*Requirement*
Rewrite the rows from the line containing "Trace the outline of every instance of the grader" through the end of the rows, inclusive, swapping "rear tire" for "back tire" and leaving everything else as is.

· · · · · · ·

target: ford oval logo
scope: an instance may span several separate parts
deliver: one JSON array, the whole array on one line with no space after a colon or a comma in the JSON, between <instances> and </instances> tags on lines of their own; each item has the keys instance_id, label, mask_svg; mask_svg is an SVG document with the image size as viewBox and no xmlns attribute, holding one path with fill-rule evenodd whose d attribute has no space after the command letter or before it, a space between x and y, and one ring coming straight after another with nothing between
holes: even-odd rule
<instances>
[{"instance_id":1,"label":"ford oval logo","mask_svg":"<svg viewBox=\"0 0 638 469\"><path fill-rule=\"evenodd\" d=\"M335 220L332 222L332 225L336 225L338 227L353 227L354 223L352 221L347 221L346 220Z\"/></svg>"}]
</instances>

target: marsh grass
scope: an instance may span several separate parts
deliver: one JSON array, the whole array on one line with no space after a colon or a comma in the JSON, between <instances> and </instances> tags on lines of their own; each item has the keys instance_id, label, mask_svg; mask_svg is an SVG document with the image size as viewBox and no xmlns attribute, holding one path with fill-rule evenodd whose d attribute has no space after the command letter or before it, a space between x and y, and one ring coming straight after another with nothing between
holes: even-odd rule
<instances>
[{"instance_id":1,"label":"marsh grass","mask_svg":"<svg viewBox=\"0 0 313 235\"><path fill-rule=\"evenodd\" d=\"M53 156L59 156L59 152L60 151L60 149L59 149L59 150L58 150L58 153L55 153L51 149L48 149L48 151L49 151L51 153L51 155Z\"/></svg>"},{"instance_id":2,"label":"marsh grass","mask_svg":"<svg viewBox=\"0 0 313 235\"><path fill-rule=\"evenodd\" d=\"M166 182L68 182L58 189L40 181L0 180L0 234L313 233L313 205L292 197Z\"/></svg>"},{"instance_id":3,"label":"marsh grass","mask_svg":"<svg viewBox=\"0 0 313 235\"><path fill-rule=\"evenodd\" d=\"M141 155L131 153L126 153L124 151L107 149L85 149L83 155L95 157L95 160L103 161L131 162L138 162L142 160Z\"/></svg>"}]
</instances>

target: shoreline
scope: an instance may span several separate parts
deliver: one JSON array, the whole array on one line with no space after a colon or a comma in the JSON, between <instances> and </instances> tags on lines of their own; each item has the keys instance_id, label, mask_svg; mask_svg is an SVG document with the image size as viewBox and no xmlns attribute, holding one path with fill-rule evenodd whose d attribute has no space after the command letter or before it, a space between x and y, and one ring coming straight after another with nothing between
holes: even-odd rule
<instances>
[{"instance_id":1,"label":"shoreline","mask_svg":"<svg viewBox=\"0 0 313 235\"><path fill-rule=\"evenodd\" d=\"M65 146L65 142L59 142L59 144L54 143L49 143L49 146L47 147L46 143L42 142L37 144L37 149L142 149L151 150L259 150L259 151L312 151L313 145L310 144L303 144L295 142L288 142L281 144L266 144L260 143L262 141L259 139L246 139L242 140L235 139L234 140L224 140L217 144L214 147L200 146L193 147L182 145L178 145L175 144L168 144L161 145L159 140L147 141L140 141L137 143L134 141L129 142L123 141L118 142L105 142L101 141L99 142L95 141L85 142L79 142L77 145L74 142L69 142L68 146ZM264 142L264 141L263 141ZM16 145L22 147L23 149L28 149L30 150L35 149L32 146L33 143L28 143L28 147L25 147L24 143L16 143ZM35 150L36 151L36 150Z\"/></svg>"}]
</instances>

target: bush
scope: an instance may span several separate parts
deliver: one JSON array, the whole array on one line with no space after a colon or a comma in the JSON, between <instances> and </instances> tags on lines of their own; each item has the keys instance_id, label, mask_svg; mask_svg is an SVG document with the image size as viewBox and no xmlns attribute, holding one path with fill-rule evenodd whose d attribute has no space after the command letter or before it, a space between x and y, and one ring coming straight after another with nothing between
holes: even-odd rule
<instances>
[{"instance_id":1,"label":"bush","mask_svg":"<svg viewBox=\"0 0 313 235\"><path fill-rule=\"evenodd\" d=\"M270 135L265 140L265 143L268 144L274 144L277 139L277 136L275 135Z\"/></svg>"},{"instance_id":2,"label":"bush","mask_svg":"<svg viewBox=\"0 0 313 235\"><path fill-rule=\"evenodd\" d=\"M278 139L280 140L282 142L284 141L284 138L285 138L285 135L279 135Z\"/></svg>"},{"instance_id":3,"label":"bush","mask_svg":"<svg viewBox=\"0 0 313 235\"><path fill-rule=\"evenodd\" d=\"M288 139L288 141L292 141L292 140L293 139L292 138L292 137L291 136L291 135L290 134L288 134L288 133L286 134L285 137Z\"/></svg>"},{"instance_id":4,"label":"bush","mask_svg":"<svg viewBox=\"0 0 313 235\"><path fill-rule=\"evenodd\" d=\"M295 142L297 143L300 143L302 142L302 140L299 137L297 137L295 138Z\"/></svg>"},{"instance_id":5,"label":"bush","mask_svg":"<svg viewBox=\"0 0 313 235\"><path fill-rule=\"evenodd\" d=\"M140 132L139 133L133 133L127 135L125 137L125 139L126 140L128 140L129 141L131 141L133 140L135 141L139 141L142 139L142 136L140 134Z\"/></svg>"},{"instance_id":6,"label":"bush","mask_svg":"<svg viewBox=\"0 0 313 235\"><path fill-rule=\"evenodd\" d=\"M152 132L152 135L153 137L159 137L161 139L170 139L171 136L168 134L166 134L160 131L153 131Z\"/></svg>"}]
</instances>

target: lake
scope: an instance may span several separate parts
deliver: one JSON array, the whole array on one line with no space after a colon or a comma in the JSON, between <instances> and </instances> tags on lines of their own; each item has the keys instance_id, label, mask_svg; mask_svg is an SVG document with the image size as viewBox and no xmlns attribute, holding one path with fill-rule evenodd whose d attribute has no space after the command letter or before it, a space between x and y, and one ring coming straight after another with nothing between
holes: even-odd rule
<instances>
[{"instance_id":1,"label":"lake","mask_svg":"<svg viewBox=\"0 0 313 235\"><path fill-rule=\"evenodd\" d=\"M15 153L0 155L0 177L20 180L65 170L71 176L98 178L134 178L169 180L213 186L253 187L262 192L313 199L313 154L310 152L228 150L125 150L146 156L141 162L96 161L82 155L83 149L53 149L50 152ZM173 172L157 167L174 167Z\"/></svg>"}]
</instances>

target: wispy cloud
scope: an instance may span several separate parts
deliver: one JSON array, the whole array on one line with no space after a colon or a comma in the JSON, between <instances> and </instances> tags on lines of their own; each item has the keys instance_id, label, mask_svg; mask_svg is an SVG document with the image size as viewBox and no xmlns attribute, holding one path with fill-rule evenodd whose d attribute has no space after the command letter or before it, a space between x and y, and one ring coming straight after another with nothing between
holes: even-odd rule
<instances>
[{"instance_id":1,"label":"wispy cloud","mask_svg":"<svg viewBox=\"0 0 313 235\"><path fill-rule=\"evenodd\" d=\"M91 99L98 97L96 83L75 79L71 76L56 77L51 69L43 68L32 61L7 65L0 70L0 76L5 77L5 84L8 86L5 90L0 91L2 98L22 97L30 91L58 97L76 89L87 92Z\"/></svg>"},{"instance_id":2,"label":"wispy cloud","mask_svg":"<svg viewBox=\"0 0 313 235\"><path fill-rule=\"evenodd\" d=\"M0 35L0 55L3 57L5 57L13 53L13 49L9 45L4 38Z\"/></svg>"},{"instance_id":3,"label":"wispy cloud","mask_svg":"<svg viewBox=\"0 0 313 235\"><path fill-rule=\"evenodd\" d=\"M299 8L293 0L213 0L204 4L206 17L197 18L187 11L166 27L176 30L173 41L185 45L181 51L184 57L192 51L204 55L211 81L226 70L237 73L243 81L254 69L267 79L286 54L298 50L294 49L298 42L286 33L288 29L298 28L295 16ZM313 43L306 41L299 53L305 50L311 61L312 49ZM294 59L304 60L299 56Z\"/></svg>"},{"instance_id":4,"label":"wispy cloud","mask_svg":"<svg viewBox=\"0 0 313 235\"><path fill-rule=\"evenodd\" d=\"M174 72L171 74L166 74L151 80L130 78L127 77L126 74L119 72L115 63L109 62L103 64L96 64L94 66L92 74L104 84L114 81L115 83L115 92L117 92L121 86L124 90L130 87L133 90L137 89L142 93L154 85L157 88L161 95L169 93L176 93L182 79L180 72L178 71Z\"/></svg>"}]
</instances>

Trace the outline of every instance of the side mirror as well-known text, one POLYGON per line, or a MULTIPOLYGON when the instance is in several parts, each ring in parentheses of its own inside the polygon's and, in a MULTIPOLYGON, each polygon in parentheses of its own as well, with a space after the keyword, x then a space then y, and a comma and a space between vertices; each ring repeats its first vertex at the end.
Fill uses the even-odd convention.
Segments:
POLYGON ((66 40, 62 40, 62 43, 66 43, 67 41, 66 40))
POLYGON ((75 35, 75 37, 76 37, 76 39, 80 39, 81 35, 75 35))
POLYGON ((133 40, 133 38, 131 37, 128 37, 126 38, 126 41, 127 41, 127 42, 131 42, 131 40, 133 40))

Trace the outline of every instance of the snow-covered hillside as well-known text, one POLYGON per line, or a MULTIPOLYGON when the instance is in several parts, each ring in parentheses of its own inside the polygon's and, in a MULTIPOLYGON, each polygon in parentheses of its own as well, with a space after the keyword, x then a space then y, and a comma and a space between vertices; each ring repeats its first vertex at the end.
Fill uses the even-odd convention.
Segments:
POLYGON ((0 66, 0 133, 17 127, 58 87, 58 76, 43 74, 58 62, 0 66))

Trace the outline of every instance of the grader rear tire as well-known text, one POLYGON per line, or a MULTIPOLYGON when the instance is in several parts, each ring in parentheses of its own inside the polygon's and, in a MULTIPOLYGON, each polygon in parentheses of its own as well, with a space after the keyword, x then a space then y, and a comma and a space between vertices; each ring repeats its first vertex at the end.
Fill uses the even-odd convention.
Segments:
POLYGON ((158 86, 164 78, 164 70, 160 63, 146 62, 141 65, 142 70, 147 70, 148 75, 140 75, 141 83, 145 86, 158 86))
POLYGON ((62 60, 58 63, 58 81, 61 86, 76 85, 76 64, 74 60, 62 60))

· · · · · · ·

*Exercise result*
Trace the outline of every instance of the grader back tire as well-known text, one POLYGON per line, or a MULTIPOLYGON when the instance is in several parts, each ring in parentheses of its own inside the polygon's and, in a MULTIPOLYGON, each polygon in parentheses of its own as well, with a space after the keyword, x then a space then y, and a comma and a space between vertices; each ring repeats its first vertex at the end.
Fill uses the even-odd convention.
Segments:
POLYGON ((158 86, 164 78, 164 70, 160 63, 146 62, 141 65, 142 70, 147 70, 148 75, 140 75, 141 83, 145 86, 158 86))
POLYGON ((62 60, 58 63, 58 81, 61 86, 76 85, 76 64, 74 60, 62 60))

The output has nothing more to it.